DATA FOR THE TASK →
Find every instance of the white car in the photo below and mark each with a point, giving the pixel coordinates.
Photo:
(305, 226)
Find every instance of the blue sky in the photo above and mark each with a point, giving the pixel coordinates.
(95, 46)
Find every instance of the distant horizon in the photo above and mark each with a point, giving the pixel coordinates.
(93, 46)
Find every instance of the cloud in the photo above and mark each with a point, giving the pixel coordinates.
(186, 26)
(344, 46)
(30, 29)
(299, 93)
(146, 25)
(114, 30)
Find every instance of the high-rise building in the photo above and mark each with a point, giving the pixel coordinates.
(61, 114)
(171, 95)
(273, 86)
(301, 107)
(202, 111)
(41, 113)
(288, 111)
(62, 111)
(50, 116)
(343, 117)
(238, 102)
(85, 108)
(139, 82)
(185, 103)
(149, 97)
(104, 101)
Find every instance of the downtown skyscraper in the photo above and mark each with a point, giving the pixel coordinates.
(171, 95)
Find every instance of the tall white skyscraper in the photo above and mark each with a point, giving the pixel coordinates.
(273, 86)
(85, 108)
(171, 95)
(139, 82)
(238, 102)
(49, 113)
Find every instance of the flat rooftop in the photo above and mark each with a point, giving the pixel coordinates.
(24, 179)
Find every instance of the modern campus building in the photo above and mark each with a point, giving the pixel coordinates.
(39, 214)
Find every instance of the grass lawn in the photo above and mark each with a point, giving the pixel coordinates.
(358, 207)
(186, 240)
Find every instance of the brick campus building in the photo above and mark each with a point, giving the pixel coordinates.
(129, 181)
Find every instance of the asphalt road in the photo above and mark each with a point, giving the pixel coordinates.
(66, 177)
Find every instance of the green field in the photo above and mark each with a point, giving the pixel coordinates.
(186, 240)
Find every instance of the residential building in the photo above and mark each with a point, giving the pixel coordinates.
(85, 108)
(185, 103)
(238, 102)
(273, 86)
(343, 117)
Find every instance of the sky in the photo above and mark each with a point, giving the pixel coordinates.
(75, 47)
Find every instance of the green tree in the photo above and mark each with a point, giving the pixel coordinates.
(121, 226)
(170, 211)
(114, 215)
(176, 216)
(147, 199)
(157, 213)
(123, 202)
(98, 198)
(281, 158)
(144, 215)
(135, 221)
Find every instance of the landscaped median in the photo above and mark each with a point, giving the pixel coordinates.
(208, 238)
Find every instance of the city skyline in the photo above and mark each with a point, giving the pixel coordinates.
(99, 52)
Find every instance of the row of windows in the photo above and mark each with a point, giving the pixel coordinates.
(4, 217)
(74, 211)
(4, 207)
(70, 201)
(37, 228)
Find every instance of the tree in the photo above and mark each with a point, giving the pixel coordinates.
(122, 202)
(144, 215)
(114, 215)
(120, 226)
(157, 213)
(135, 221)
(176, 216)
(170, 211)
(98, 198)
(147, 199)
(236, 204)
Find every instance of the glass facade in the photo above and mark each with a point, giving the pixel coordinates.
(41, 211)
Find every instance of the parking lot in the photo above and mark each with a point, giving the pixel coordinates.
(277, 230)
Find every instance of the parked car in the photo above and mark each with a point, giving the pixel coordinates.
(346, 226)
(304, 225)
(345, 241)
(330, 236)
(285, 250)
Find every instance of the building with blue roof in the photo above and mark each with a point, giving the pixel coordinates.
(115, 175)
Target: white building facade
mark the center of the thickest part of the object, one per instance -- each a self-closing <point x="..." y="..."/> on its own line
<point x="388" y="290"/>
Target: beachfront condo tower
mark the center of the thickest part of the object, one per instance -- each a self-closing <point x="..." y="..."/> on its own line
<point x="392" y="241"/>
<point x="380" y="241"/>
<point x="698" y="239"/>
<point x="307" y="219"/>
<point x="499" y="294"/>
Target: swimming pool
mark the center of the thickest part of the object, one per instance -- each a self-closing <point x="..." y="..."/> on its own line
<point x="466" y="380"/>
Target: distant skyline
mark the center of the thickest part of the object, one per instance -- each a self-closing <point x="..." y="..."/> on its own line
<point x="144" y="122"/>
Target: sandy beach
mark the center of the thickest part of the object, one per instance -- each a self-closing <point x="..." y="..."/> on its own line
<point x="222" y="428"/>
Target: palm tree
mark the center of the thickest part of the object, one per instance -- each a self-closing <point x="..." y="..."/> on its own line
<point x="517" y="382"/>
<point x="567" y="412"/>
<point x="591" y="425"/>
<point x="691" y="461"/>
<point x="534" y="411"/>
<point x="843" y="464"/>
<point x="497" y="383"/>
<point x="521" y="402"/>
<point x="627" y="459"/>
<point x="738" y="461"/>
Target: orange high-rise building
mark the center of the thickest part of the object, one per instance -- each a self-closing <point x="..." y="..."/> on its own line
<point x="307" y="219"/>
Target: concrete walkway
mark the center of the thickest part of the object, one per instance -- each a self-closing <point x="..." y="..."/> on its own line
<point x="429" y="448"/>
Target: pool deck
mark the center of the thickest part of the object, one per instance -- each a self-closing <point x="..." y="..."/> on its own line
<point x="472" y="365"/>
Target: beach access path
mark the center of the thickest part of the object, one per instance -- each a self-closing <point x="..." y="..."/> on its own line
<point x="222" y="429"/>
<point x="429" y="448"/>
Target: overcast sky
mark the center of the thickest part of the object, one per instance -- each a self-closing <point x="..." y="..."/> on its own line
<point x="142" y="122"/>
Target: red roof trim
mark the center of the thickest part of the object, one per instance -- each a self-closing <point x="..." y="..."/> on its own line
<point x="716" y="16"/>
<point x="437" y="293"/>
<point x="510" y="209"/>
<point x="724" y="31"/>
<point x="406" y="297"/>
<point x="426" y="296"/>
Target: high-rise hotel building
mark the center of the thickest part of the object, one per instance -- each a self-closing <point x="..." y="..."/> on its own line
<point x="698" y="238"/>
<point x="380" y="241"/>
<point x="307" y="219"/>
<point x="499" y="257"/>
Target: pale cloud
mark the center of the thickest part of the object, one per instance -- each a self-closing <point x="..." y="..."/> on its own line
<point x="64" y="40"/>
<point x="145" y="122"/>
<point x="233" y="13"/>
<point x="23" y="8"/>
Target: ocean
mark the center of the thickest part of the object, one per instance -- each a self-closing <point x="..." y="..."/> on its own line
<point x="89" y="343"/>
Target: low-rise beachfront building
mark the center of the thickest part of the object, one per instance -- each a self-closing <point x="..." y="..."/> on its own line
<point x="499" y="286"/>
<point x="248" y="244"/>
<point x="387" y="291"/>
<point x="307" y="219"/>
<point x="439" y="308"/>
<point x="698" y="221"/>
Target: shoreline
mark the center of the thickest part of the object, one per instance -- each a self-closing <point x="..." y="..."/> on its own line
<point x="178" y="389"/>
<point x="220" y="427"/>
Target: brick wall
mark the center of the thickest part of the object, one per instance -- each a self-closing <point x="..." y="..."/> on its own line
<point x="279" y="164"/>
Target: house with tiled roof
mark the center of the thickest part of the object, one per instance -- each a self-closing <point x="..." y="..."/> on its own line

YOUR INSTRUCTIONS →
Search the listing above for lines with the word "pool", and state how many there are, nothing else.

PROBLEM SOLUTION →
2